SET TASK: From the data below, pull out each line that contains the string "button" and reproduce those lines unchanged.

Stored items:

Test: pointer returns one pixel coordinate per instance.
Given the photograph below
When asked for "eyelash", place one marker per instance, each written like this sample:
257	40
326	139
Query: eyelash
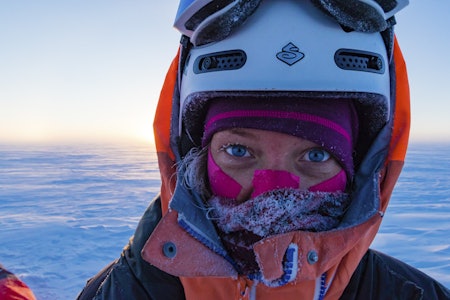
226	148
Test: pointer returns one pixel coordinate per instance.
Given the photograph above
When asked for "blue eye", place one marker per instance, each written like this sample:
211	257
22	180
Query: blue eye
237	150
317	155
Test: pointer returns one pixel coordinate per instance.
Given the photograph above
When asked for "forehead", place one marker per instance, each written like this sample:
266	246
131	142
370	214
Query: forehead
257	135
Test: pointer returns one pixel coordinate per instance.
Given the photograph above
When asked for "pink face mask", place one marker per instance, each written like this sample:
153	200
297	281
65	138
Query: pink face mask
223	185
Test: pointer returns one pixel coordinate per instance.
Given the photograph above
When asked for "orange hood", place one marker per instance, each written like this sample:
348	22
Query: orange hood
339	251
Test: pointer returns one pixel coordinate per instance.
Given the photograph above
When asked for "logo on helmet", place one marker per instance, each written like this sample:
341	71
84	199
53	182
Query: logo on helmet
290	54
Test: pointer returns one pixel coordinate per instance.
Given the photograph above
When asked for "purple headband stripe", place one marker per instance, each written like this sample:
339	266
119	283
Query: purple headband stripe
280	115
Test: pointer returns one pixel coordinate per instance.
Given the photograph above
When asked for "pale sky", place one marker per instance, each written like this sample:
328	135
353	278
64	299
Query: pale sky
91	70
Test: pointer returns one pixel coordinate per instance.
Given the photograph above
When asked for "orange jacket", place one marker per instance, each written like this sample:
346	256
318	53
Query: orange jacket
12	288
206	273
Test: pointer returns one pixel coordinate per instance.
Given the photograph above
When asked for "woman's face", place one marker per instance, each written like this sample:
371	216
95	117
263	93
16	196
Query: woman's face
239	152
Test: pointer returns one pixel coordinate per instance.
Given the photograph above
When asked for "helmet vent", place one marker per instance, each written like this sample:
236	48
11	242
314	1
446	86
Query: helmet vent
356	60
220	61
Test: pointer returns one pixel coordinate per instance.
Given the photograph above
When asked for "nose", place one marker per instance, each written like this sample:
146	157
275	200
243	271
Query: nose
268	180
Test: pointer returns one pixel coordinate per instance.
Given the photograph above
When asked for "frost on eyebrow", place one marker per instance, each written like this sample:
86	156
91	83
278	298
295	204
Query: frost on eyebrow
281	211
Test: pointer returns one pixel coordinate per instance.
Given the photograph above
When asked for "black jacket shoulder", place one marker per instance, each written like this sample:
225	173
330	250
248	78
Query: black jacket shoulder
130	277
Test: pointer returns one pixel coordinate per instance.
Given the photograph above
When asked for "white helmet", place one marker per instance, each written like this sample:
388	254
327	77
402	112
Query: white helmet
287	47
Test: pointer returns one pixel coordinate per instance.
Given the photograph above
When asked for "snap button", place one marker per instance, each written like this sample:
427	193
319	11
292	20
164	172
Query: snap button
169	249
313	257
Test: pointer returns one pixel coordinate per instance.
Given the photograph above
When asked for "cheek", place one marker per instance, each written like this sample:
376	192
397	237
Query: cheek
220	183
337	183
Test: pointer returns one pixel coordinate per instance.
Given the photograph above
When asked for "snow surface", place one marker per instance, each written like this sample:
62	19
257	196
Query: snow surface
67	211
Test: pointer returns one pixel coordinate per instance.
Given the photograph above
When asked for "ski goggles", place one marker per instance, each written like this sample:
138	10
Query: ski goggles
206	21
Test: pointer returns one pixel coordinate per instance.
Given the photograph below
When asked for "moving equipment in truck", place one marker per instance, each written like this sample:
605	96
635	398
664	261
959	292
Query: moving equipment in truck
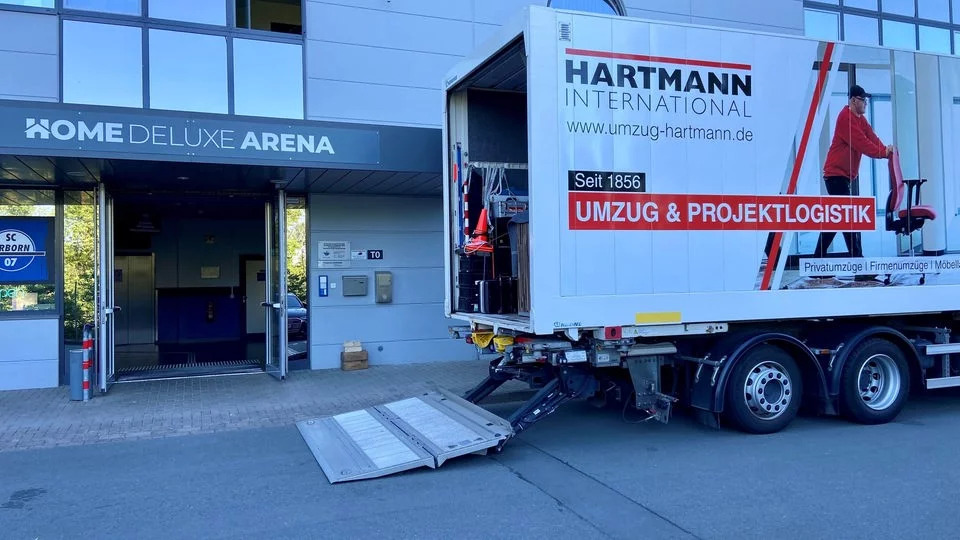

REPLY TO THE TASK:
When asked for "snap button", place one marker per instance, each written like this sample:
Query: snap button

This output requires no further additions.